RECORD LIST.

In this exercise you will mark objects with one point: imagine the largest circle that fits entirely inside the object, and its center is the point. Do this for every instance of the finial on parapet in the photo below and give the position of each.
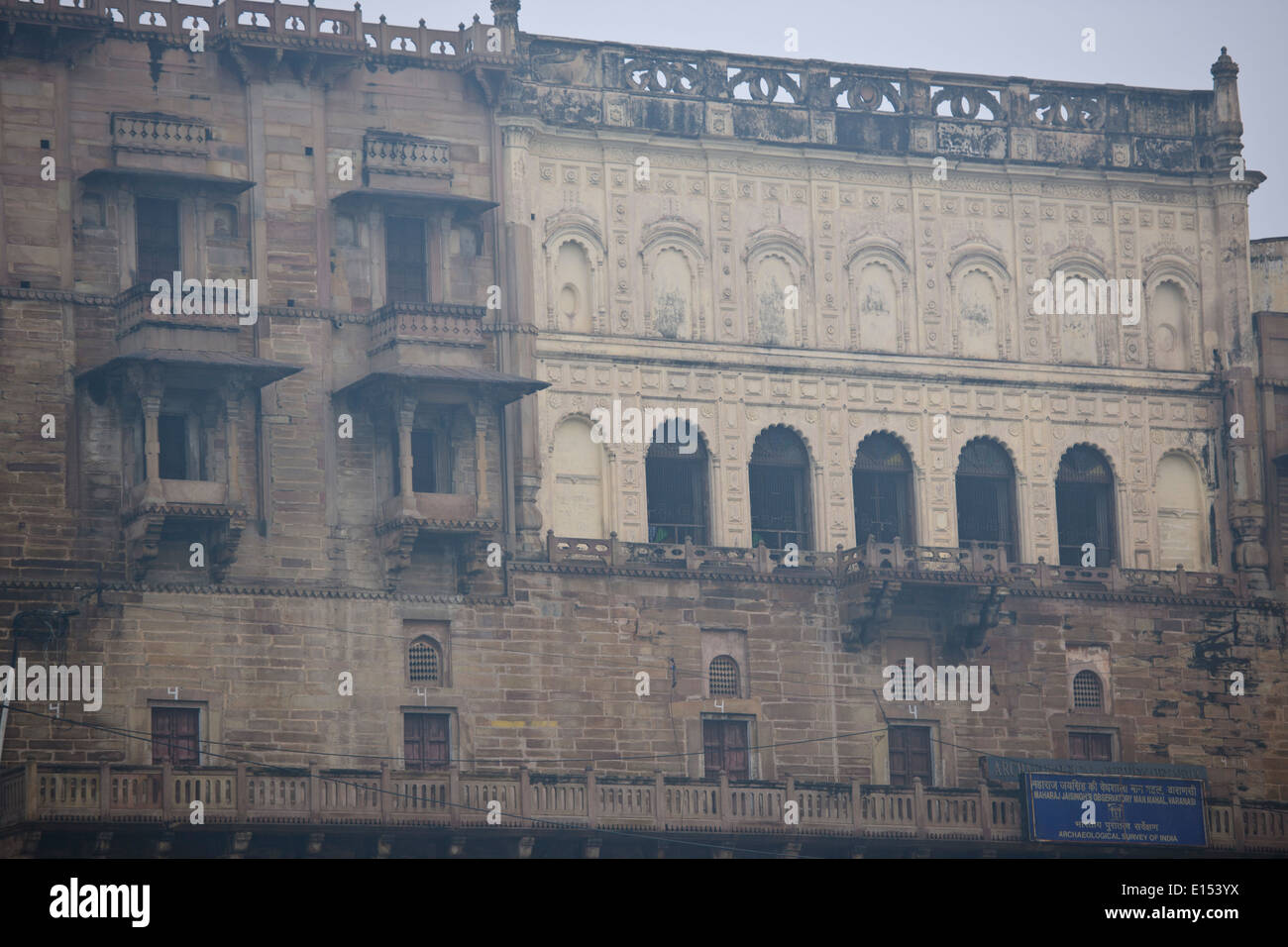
(505, 13)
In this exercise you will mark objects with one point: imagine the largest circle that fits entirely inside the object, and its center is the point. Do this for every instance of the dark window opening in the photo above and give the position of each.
(722, 677)
(677, 487)
(986, 497)
(778, 482)
(423, 474)
(1085, 506)
(425, 740)
(406, 269)
(1087, 692)
(910, 755)
(174, 736)
(172, 434)
(424, 661)
(1091, 746)
(883, 491)
(158, 239)
(724, 748)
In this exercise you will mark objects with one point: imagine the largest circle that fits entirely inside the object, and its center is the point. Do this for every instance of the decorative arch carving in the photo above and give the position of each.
(864, 296)
(980, 330)
(1168, 266)
(767, 245)
(580, 228)
(674, 302)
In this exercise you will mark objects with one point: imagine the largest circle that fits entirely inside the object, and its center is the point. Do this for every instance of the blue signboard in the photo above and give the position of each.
(1115, 809)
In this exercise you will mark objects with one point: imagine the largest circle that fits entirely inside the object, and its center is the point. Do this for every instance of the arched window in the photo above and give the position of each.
(425, 661)
(1085, 505)
(1180, 514)
(986, 496)
(778, 482)
(883, 491)
(1087, 690)
(722, 677)
(677, 486)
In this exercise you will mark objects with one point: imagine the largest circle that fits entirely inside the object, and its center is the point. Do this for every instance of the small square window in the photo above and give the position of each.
(425, 740)
(1085, 745)
(175, 736)
(172, 434)
(910, 755)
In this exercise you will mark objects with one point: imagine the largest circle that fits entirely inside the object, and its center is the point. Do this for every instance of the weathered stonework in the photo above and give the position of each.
(563, 273)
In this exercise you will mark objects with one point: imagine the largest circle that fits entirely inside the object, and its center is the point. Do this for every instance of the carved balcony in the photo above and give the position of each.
(426, 325)
(42, 796)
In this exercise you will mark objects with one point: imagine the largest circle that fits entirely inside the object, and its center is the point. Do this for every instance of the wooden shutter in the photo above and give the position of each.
(425, 740)
(724, 746)
(158, 243)
(174, 736)
(910, 755)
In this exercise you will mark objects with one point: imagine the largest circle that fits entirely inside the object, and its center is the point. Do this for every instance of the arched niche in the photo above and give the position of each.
(1181, 514)
(978, 290)
(579, 470)
(879, 287)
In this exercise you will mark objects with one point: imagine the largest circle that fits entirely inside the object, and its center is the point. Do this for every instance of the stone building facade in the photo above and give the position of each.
(357, 565)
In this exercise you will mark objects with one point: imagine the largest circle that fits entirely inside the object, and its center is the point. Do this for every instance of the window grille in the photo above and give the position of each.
(1087, 692)
(1085, 505)
(883, 491)
(722, 676)
(425, 664)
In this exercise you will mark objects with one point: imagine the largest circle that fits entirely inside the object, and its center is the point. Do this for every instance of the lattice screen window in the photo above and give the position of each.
(1087, 690)
(425, 663)
(724, 677)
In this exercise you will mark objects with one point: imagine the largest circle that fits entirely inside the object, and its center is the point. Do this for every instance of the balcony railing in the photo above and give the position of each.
(261, 21)
(248, 795)
(428, 324)
(894, 560)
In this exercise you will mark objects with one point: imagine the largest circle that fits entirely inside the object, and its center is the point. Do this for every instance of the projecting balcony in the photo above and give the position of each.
(47, 796)
(425, 325)
(140, 329)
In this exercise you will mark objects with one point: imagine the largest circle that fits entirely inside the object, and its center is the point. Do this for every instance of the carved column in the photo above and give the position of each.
(232, 395)
(1236, 347)
(404, 416)
(147, 384)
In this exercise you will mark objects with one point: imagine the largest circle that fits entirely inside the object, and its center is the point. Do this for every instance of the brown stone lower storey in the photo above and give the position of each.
(123, 810)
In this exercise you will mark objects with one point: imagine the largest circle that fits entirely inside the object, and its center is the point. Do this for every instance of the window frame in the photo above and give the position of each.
(905, 729)
(428, 714)
(726, 724)
(170, 745)
(1087, 733)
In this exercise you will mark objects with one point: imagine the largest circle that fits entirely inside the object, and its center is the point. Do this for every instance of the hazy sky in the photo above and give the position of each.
(1168, 44)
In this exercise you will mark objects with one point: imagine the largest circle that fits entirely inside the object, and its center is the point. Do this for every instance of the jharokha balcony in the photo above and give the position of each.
(243, 799)
(967, 585)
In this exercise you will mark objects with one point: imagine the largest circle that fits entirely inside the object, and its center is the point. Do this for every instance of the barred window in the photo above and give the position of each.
(1087, 692)
(724, 677)
(425, 663)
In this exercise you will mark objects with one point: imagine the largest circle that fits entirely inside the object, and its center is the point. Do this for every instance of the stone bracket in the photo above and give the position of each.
(868, 612)
(973, 620)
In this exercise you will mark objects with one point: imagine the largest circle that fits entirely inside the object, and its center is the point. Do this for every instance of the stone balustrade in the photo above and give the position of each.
(974, 564)
(447, 797)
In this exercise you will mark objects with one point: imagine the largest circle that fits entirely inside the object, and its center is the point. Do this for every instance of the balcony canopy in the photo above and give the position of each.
(503, 388)
(162, 180)
(197, 368)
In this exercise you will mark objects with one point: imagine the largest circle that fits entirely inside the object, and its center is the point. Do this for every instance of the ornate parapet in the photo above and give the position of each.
(859, 107)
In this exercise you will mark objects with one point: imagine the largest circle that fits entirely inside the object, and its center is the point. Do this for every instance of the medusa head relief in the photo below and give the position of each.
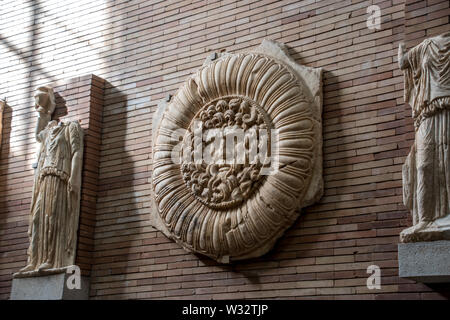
(237, 153)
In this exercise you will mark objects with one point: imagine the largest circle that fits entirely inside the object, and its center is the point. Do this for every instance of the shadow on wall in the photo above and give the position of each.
(114, 206)
(60, 109)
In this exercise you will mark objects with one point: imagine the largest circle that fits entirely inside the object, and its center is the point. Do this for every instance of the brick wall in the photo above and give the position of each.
(144, 50)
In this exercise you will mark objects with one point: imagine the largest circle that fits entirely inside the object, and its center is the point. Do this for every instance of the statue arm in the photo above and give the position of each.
(43, 120)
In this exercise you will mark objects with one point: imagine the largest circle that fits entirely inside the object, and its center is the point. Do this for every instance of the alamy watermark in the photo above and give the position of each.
(374, 280)
(374, 20)
(74, 280)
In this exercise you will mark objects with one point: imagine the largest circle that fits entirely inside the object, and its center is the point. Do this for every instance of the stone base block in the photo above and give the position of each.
(427, 262)
(48, 287)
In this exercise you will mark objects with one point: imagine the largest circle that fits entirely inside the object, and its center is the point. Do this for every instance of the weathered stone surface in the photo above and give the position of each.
(55, 200)
(48, 287)
(233, 210)
(425, 261)
(426, 172)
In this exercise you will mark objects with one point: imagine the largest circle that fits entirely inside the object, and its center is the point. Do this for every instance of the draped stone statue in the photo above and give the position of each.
(426, 172)
(55, 201)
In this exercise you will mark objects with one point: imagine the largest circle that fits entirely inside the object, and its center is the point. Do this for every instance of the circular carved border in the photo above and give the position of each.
(264, 214)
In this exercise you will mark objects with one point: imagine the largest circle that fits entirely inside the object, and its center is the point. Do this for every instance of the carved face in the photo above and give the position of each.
(234, 208)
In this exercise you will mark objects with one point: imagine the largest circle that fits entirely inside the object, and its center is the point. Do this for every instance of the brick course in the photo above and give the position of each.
(144, 50)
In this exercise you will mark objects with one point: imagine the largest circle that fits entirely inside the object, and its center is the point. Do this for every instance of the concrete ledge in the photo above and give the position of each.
(48, 287)
(427, 262)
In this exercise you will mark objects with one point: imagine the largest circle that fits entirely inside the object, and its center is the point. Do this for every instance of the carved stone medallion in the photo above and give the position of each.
(237, 153)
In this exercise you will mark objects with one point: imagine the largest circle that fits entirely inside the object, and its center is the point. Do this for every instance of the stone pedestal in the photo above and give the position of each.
(427, 262)
(48, 287)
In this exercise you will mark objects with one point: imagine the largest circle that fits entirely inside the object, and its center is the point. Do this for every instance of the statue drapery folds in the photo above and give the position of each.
(56, 192)
(426, 172)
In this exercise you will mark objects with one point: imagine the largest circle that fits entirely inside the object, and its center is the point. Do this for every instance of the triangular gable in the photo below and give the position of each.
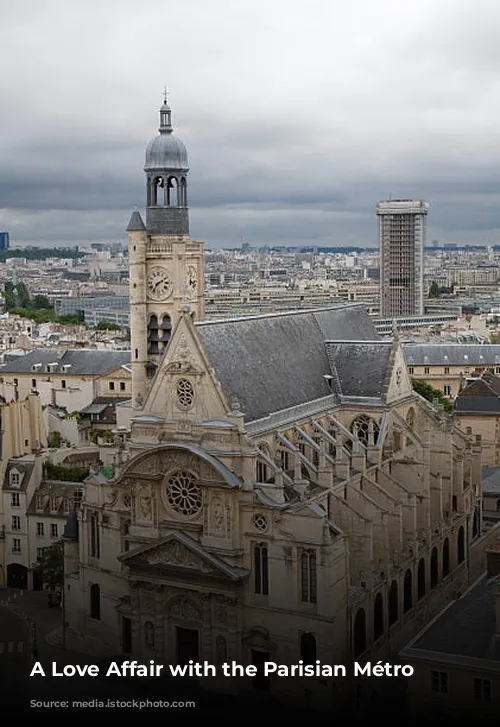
(399, 384)
(181, 553)
(185, 360)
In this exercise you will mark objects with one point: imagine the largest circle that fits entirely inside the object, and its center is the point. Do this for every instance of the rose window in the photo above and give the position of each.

WORK INSTRUCTIONS. Echo verbatim every line of the records from the line containing "the window frame" down to the line containing "(1087, 733)", inclusive of both.

COMPLETE ANSWER.
In this exercise you will mark objects with one point: imagine the largest circle that fits entirely inside the object, and its center is the point. Do this for every instance of the window frame in the photo above and give the position of each.
(905, 729)
(428, 714)
(726, 724)
(170, 745)
(1087, 733)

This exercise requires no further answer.